# Start of Document passage
The amendments to the Old Indenture contained in the Supplemental Indenture required the consent of the holders of at least a majority of the aggregate principal amount of the outstanding Old Notes. As of midnight, New York City time, on June 22, 2006, the expiration date of the tender offer and consent solicitation, the Company received tenders and consents from the holders of approximately $399.7 million in aggregate principal amount of the outstanding Old Notes, or approximately 99.9% of the outstanding Old Notes. The operative provisions of the Supplemental Indenture became effective on June 23, 2006, the date that the Company accepted the tendered Old Notes for purchase.
The above summary of the Supplemental Indenture is qualified in its entirety by reference to the Supplemental Indenture, which is attached hereto as Exhibit 10.1 and incorporated herein by reference.
# End of Document passage
# Start of Extracted information
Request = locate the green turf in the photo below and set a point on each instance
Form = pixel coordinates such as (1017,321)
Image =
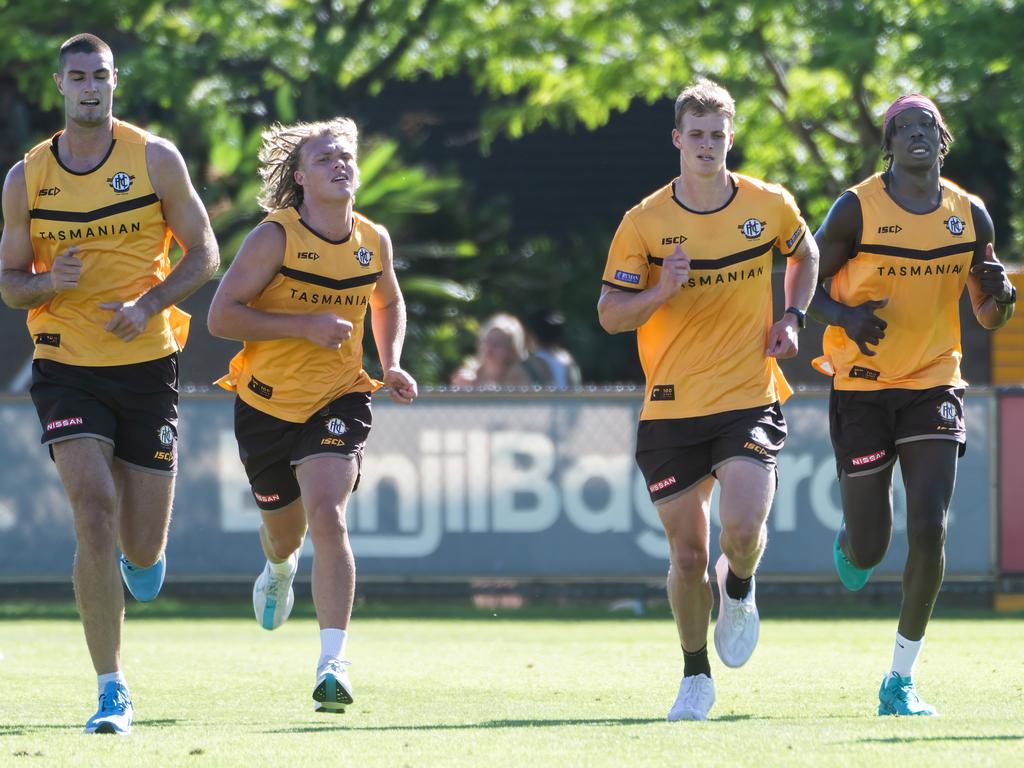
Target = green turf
(512,689)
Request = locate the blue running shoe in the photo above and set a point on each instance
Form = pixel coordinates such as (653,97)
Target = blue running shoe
(899,696)
(851,577)
(115,713)
(143,584)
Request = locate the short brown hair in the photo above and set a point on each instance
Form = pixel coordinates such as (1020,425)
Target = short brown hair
(84,43)
(702,97)
(280,154)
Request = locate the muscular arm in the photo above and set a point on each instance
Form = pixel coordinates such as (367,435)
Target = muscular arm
(20,287)
(188,222)
(388,320)
(838,243)
(624,310)
(187,219)
(987,281)
(801,276)
(257,263)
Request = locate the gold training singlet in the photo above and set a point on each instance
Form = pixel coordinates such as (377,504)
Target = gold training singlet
(705,350)
(292,379)
(920,262)
(115,217)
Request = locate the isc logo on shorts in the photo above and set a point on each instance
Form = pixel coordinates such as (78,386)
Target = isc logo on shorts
(75,421)
(869,459)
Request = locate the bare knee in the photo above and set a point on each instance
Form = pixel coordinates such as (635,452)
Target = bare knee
(926,534)
(327,521)
(744,538)
(284,544)
(689,563)
(95,516)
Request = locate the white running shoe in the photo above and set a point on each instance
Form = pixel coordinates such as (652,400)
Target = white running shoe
(738,625)
(272,594)
(696,696)
(333,691)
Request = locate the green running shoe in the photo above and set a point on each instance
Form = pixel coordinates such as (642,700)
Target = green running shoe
(899,696)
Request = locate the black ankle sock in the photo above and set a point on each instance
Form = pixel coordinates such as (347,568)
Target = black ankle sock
(696,663)
(735,587)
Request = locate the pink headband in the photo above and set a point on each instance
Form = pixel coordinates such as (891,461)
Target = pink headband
(908,102)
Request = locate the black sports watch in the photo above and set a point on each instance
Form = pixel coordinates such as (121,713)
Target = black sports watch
(799,314)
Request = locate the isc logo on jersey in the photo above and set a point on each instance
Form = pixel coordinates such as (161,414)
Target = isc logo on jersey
(955,225)
(121,182)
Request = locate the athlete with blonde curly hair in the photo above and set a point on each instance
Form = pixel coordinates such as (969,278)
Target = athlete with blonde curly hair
(297,295)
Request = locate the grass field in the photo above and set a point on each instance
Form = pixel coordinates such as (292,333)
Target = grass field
(459,687)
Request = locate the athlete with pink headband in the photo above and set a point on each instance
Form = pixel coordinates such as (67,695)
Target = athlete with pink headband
(897,251)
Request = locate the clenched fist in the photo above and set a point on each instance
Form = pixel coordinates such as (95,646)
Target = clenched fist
(67,270)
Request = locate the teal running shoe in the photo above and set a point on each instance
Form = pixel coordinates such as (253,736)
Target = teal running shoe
(899,696)
(333,691)
(144,584)
(851,577)
(115,713)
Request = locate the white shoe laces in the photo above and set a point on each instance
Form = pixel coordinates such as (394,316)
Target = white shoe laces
(692,696)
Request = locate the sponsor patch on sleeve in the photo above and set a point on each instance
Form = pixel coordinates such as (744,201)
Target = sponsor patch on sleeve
(859,372)
(663,392)
(628,276)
# End of Extracted information
■ **Written problem 1**:
Retype the indenture passage from "The above summary" to "herein by reference.".
■ **Written problem 2**:
In two sentences, summarize the indenture passage.
■ **Written problem 3**:
Answer these questions from the indenture passage:
(a) What level of consent did the amendments to the Old Indenture require?
(b) On what date did the operative provisions of the Supplemental Indenture become effective?
(c) Under what exhibit number is the Supplemental Indenture attached?

■ **Task response 1**:
The above summary of the Supplemental Indenture is qualified in its entirety by reference to the Supplemental Indenture, which is attached hereto as Exhibit 10.1 and incorporated herein by reference.

■ **Task response 2**:
The Supplemental Indenture's amendments to the Old Indenture needed consent from holders of at least a majority of the aggregate principal amount of the outstanding Old Notes. By the June 22, 2006 expiration of the tender offer and consent solicitation, the Company had received tenders and consents covering approximately $399.7 million, or about 99.9% of those notes, and the operative provisions became effective on June 23, 2006, when the Company accepted the tendered notes for purchase.

■ **Task response 3**:
(a) The consent of the holders of at least a majority of the aggregate principal amount of the outstanding Old Notes.
(b) June 23, 2006.
(c) Exhibit 10.1.